Geben Sie einen Abschnitt des Textes über die Theosophische Gesellschaft wortgetreu aus: Beginnen Sie bei den Worten „Blavatsky brachte dieses“ und enden Sie nach den Worten „Kontakt gekommen war.“.

_SEITENTEXT_
************

Blavatsky brachte dieses Ziel der Theosophischen Gesellschaft auch in der »Entschleierten Isis« zum Ausdruck: »Das Ziel ihrer Begründer waren praktische Experimente mit den okkulten Kräften der Natur.« Die Präambel der Statuten besagte, die Gruppe hoffe, tiefer als die Wissenschaft »in die esoterischen Philosophien des Altertums« einzudringen und »Wissen von den Gesetzen, die das Universum beherrschen, zu sammeln und zu verbreiten«. Der Glaube an eine universelle Bruderschaft und die asiatischen Religionen wurden 1878 hinzugefügt, nachdem die Theosophische Gesellschaft mit Indern in Kontakt gekommen war.

Die Theosophische Gesellschaft in Indien

Bis zum Jahr 1878 konzentrierte sich die Theosophische Gesellschaft auf die Betonung des Primats des Geistigen gegenüber der Materie und beschäftigte sich mit Phänomenen des praktischen Okkultismus, insbesondere der Astralprojektion. In der Zwischenzeit lockte der Orient als Heimat spiritueller Geheimnisse. Blavatsky spielte regelmäßig auf ihre Verbindungen zu östlichen Adepten der mystischen Bruderschaft an; die »Entschleierte Isis« und ihre Artikel bezogen sich wiederholt auf den Hinduismus und den Buddhismus. Ihr romantisches Bild des Ostens war ein Produkt des kolonialen Kontaktes mit Indien. Die deutsche Gelehrsamkeit der Romantik hatte in der Nachfolge der britischen Orientstudien zu einer hohen Achtung vor Indien als einer Quelle religiöser und philosophischer Weisheit geführt. Rammohun Roy (1772-1833), der berühmte Hindu-Reformer, verbreitete die Idee eines indoeuropäischen goldenen Zeitalters, behauptete, alle Religionen hätten eine gemeinsame Quelle und verknüpfte das unitarische Christentum mit dem Vedanta. Sir Edward Arnolds »The Light of Asia« (1879) trug zur Verbreitung des Wissens über den Buddhismus im Westen bei. Beide werden in Blavatskys Schriften erwähnt. Blavatsky und Olcott knüpften Kontakte zu Sympathisanten in Indien und Ceylon, die Blavatskys Einsatz für ihre traditionelle Religion und Kultur im Unterschied zur Haltung christlicher Missionare schätzten. Diese indischen Kontakte führten zu einer Zusammenarbeit mit dem »Arya Samaj«, einer hinduistischen Reformbewegung, die 1875 von Swami Dayanand Saraswati in Bombay gegründet wurde, der zu den Lehren des Veda zurückkehren wollte.

************

Ein Datenblock:
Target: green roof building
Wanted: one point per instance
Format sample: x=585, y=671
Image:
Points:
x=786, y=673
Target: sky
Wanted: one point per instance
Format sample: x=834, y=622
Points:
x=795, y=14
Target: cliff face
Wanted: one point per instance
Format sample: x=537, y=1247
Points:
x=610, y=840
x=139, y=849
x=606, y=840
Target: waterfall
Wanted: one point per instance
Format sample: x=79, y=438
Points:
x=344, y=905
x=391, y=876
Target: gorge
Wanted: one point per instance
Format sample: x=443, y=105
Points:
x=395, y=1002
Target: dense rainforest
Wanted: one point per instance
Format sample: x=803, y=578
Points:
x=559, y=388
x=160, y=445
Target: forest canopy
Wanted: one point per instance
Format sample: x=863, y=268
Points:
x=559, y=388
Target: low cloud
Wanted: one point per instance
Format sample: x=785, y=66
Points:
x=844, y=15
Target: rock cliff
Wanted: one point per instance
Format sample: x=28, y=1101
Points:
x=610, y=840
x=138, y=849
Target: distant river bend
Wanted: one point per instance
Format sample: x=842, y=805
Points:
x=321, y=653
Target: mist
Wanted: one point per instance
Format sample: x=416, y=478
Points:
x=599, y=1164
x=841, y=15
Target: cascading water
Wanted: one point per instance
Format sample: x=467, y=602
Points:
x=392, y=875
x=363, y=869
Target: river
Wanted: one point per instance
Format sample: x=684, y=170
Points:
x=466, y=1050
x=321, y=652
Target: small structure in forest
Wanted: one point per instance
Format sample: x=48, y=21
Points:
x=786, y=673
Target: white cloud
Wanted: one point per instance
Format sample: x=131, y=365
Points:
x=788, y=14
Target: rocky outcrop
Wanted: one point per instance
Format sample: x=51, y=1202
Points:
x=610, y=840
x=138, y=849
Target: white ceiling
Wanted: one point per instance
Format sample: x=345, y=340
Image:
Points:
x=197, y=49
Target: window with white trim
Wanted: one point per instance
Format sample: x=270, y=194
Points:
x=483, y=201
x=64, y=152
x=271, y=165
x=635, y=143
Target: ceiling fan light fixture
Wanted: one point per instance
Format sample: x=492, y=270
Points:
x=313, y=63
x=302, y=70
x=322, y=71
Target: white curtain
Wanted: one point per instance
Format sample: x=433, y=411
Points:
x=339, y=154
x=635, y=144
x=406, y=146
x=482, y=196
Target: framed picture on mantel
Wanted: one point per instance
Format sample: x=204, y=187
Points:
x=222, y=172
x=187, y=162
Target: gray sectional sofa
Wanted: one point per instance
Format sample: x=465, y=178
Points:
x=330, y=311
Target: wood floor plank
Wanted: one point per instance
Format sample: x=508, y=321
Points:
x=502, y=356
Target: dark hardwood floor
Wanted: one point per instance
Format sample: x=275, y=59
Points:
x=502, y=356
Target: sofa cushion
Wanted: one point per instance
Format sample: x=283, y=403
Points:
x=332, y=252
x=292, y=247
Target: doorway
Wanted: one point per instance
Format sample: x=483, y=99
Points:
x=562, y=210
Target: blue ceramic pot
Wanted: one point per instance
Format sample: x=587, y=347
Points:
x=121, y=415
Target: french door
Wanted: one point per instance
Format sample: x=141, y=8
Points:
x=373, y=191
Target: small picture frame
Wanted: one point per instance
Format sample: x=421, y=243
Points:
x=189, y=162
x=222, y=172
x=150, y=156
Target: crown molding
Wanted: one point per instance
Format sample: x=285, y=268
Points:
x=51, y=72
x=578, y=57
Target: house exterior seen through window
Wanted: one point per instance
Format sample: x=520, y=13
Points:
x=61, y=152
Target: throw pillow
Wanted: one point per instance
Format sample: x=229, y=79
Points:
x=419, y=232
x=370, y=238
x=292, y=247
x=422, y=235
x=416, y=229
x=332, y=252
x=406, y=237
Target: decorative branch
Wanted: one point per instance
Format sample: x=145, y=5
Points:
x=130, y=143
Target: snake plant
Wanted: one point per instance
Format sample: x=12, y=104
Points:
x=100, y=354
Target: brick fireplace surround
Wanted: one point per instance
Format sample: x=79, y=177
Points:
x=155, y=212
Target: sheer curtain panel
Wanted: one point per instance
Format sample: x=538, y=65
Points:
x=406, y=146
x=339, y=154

************

_ANTWORT_
Blavatsky brachte dieses Ziel der Theosophischen Gesellschaft auch in der »Entschleierten Isis« zum Ausdruck: »Das Ziel ihrer Begründer waren praktische Experimente mit den okkulten Kräften der Natur.« Die Präambel der Statuten besagte, die Gruppe hoffe, tiefer als die Wissenschaft »in die esoterischen Philosophien des Altertums« einzudringen und »Wissen von den Gesetzen, die das Universum beherrschen, zu sammeln und zu verbreiten«. Der Glaube an eine universelle Bruderschaft und die asiatischen Religionen wurden 1878 hinzugefügt, nachdem die Theosophische Gesellschaft mit Indern in Kontakt gekommen war.